Edit the entries below by replacing every occurrence of "one point per instance" with "one point for each occurrence", leaving all other text unchanged.

=-=-=

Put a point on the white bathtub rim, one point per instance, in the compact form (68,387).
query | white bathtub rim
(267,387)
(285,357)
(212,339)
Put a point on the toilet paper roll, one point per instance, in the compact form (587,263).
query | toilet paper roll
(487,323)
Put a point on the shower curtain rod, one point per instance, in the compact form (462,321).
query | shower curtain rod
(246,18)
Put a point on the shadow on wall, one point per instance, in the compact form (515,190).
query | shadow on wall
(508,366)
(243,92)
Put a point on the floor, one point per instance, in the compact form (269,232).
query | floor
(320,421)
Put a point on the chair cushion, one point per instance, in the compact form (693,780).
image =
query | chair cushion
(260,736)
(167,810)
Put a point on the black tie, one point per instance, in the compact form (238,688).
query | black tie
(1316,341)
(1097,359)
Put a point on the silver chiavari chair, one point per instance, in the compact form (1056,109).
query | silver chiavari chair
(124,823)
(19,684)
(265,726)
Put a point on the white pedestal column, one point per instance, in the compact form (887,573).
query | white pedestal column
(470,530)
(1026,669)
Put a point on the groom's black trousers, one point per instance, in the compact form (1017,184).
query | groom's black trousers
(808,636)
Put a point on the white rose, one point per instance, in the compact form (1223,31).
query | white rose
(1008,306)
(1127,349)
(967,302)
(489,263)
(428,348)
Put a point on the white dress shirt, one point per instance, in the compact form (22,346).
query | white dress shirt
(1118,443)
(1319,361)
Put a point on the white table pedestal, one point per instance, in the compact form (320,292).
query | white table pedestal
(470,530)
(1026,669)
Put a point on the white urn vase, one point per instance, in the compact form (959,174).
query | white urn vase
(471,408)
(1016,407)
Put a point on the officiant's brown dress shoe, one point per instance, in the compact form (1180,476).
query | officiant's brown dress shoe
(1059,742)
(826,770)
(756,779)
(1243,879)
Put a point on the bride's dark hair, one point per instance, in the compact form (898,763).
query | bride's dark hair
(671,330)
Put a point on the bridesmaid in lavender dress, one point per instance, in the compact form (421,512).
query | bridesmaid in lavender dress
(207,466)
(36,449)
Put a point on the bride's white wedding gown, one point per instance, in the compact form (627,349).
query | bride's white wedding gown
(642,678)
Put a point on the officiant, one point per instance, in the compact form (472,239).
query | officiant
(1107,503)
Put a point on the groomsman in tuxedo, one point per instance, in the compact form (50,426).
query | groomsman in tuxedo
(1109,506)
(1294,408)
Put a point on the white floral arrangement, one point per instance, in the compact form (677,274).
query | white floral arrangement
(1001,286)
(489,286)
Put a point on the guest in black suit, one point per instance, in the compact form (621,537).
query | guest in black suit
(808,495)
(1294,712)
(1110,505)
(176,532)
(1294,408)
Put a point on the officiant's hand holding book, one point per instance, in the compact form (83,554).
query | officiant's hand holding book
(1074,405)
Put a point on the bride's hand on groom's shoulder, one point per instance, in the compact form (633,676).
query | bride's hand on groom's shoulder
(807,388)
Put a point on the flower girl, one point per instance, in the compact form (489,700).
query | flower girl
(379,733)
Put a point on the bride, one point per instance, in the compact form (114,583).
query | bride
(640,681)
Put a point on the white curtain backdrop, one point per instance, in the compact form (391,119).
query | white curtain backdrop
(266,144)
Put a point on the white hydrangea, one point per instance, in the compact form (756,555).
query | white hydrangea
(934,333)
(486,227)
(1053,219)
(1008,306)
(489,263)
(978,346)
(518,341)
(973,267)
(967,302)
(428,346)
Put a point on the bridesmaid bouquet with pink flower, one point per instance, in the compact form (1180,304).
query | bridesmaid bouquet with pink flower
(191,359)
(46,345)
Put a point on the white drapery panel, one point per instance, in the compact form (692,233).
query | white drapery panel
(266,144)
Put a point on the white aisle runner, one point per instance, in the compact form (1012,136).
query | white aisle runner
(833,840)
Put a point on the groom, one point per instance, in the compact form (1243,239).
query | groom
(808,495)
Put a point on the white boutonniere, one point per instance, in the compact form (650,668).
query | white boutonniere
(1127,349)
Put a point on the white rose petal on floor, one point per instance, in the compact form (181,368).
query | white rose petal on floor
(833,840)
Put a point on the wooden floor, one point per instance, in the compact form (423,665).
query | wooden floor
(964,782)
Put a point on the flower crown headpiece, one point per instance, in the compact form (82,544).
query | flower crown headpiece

=-=-=

Full solution:
Put a point on the white bathtub rim, one point for each occurrence, in the compact form (68,387).
query | white bathtub rim
(267,387)
(285,357)
(212,339)
Put a point on the toilet paper roll, one point for each occurrence, in the compact form (587,263).
query | toilet paper roll
(487,323)
Put a point on the shower curtain rod, one point for each occurrence, in the compact form (462,321).
query | shower curtain rod
(246,18)
Put a point on the shadow on wall, one point for each occurrence, in the compact form (515,190).
query | shadow on wall
(508,366)
(243,92)
Put a point on the floor, one point for each occurrence, in the compact form (269,232).
query | floor
(320,421)
Put a point on the chair cushion, one point for each occurrence, in the compact form (693,780).
image =
query | chair cushion
(260,736)
(167,810)
Put a point on the black tie, one point for each occurrence, in the compact form (238,688).
query | black tie
(1316,341)
(1097,359)
Put a point on the silver chiavari chair, one point for each occurrence, in the compact form (1056,109).
query | silver chiavari chair
(124,823)
(19,684)
(265,726)
Put a point on the white pedestal column, one point for each occurrence, in the compact form (887,573).
query | white pedestal column
(470,530)
(1026,669)
Put a point on the groom's black trousers, one point for each occurrence, in the compact form (1017,184).
query | groom's black trousers
(808,636)
Put a point on the white rose, one point for each occurrence, in the compact form (1223,31).
query | white rose
(1008,306)
(1127,349)
(967,302)
(489,263)
(428,348)
Put a point on the white dress shirt, one point for each occurrence, in the compact form (22,346).
query | white dress shirt
(1118,443)
(1319,361)
Put a point on the white table pedestal, one point for each occurrence, in the compact form (320,292).
query | white table pedestal
(470,530)
(1026,669)
Put a point on the white urn vase, one point for each occurrence, in the compact form (959,174).
query | white urn vase
(471,408)
(1016,407)
Put a point on the officiant's brown dress shoe, one point for each occurrence, in the compact form (1180,476).
query | officiant's brown dress shoe
(1059,742)
(826,770)
(756,779)
(1243,879)
Put a point on the bride's dark hair, one point for each occurrence, in the compact form (898,763).
query | bride's dark hair
(671,330)
Put a point on the bridesmaid in lavender dress, one point for each occurrence, in the compact form (421,512).
query | bridesmaid in lavender dress
(207,466)
(36,449)
Put a point on the bride's white wedding gown, one point for each occurrence, in the compact form (627,349).
query | bride's white wedding gown
(642,678)
Put a point on the officiant, one point for each occurrence, in the compact form (472,239).
query | officiant
(1107,503)
Put a point on the groomsman in tuxedo, one point for each occurrence, in the compact form (50,426).
query | groomsman in tuxedo
(1109,506)
(1294,408)
Put a point on the white floral arrangement, one point for each occurrence, in the compact form (677,274).
query | white floral arrangement
(1001,286)
(489,286)
Put a point on the guest in black suit, one point for each occurrence, in the compact form (621,537).
query | guest in black suit
(808,495)
(1294,712)
(1110,505)
(176,532)
(1294,408)
Put a point on the officiant's hand holding book, one point for each occurrence, in the compact form (83,554).
query | officiant's hand holding book
(1074,405)
Put a point on the bride's hand on groom's shoulder, one point for each occurrence, in the compact form (633,676).
query | bride's hand on groom's shoulder
(807,388)
Put a point on the flower girl, one point for each occurrence, in the compact form (489,700).
query | flower girl
(379,733)
Put a point on the bride, one point for each occurrence, in the compact form (114,583).
query | bride
(640,681)
Put a point on the white curtain backdrop, one point for each occurrence, in the compact form (391,119).
query | white curtain backdrop
(266,144)
Put a point on the white hydrangea, one point for each occurrence, in the compact form (756,555).
query | white hydrangea
(934,333)
(486,227)
(1053,219)
(1008,306)
(489,263)
(978,346)
(518,341)
(973,267)
(967,302)
(428,346)
Put a point on the bridesmaid bouquet with pink flower, one point for each occurrence, in the compact form (1180,304).
query | bridesmaid bouquet with pink flower
(191,359)
(46,345)
Put a point on the white drapery panel, one point for each occurrence, in the compact form (692,233).
query | white drapery panel
(266,144)
Put a point on the white aisle runner, one point for each occurrence, in the compact form (1012,136).
query | white aisle runner
(833,840)
Put a point on the groom, one point for each occurrence, in the compact form (1243,239).
query | groom
(808,495)
Put a point on the white boutonniere, one point for each occurrence, in the compact form (650,668).
query | white boutonniere
(1127,349)
Put a point on the white rose petal on floor, one point for each occurrence, in the compact form (181,368).
query | white rose petal on floor
(833,840)
Put a point on the wooden floor, one point for each occurrence, in the compact form (423,665).
query | wooden floor
(964,782)
Put a point on the flower crown headpiece, one point for each occurrence, in the compact form (82,544).
query | flower crown headpiece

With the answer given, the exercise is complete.